» Texto extraído
━━━━━━━━━━━━━━━━

Adolfo Suárez: el “señorito” intocable

23 de diciembre de 2025
4 minutos de lectura

PATRICIA DE MIGUEL

Carmen Díez de Rivera y el precio de cuestionar el poder en la Transición y en el presente

Carmen Díez de Rivera llamó a Adolfo Suárez “el señorito”. Durante décadas, la expresión se ha citado como una excentricidad, un rasgo de carácter o una anécdota. Pero no lo era. Estaba señalando una forma concreta de ejercer el poder. Y, como ocurre con todas las categorías que incomodan, el relato de la Transición aprendió pronto a neutralizarla.

La Transición española se ha contado, sobre todo, como una historia de acuerdos, moderación y figuras imprescindibles. Un relato eficaz en su momento, pero incompleto. En él encajaban los hombres que ocuparon el centro del poder político. En cambio, no encajaban bien las mujeres que, como Carmen, tenían criterio propio, influencia real y una mirada crítica sobre ese mismo poder.

Jefa del Gabinete del presidente Adolfo Suárez entre 1977 y 1979, Carmen Díez de Rivera fue, durante un tiempo, la única mujer en el núcleo duro del poder político. Intelectual, diplomática y con una biografía personal marcada por el silencio y la ruptura, su presencia resultó profundamente incómoda en un espacio diseñado por y para hombres. No fue una figura decorativa ni secundaria: participó en decisiones clave y pagó por ello un alto coste personal y público.

━━━━━━━━━━━━━━━━

» Listado de datos
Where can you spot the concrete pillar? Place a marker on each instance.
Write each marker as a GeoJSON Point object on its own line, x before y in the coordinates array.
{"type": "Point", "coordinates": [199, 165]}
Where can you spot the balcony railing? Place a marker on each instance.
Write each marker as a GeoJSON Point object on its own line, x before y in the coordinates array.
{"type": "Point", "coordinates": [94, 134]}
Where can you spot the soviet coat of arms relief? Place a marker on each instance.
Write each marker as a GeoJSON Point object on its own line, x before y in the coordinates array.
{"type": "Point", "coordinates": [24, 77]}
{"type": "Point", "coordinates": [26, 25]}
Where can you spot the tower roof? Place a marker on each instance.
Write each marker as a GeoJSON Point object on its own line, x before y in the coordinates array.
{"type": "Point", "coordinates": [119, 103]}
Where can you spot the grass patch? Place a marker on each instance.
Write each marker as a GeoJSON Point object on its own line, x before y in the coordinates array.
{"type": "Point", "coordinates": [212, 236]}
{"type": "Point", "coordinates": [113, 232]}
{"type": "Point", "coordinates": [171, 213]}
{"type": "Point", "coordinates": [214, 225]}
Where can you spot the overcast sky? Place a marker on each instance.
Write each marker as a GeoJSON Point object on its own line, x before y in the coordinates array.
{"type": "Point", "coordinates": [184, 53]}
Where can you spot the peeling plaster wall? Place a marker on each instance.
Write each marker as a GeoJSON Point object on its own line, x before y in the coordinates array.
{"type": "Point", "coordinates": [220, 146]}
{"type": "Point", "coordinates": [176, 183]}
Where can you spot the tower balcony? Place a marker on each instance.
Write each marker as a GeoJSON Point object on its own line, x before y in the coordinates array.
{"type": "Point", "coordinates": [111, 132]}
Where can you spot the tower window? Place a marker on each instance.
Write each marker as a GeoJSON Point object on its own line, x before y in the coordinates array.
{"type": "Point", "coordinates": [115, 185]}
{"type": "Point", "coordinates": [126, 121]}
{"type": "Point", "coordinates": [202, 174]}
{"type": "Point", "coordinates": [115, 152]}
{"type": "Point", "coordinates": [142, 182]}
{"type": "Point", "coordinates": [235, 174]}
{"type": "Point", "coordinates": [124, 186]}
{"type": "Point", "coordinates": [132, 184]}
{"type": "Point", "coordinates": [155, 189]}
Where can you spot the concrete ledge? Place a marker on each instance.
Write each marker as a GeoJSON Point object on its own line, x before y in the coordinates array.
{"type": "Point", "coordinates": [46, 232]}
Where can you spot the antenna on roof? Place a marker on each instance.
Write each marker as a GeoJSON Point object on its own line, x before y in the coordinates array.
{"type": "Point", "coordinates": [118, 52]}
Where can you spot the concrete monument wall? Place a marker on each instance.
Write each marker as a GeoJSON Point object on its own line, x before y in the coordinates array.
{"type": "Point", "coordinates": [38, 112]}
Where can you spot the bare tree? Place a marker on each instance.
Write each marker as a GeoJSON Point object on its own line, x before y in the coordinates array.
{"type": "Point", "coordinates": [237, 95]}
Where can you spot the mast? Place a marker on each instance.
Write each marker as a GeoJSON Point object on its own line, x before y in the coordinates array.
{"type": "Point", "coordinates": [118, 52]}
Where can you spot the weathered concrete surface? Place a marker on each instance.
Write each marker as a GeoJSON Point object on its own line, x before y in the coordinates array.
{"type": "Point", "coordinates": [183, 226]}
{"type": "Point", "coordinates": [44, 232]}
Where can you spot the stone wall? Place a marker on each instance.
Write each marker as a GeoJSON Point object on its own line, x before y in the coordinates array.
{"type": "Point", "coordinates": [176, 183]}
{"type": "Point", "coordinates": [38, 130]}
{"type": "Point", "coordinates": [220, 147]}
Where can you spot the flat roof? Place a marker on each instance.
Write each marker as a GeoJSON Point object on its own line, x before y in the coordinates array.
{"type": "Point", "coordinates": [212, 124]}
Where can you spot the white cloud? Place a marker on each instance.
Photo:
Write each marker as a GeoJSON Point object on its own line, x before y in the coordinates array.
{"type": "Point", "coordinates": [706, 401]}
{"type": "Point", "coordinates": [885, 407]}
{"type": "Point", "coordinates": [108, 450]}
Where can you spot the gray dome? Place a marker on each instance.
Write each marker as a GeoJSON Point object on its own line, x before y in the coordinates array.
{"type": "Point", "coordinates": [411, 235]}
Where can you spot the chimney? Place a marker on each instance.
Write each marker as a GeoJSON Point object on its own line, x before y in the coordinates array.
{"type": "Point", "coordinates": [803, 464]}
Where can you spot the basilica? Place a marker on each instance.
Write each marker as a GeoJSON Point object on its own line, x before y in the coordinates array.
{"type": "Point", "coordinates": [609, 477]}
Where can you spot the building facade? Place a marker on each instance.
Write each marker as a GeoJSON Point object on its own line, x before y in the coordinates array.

━━━━━━━━━━━━━━━━

» Lista de tareas
a) Según el artículo sobre Carmen Díez de Rivera, ¿qué cargo desempeñó ella entre 1977 y 1979?
b) Reproduzca literalmente el fragmento del artículo sobre Carmen Díez de Rivera que comienza con las palabras "23 de diciembre" y termina con "ese mismo poder.".
Responda basándose únicamente en el artículo, sin recurrir al listado.

» Respuestas finales
a) Fue jefa del Gabinete del presidente Adolfo Suárez.

b)
23 de diciembre de 2025
4 minutos de lectura

PATRICIA DE MIGUEL

Carmen Díez de Rivera y el precio de cuestionar el poder en la Transición y en el presente

Carmen Díez de Rivera llamó a Adolfo Suárez “el señorito”. Durante décadas, la expresión se ha citado como una excentricidad, un rasgo de carácter o una anécdota. Pero no lo era. Estaba señalando una forma concreta de ejercer el poder. Y, como ocurre con todas las categorías que incomodan, el relato de la Transición aprendió pronto a neutralizarla.

La Transición española se ha contado, sobre todo, como una historia de acuerdos, moderación y figuras imprescindibles. Un relato eficaz en su momento, pero incompleto. En él encajaban los hombres que ocuparon el centro del poder político. En cambio, no encajaban bien las mujeres que, como Carmen, tenían criterio propio, influencia real y una mirada crítica sobre ese mismo poder.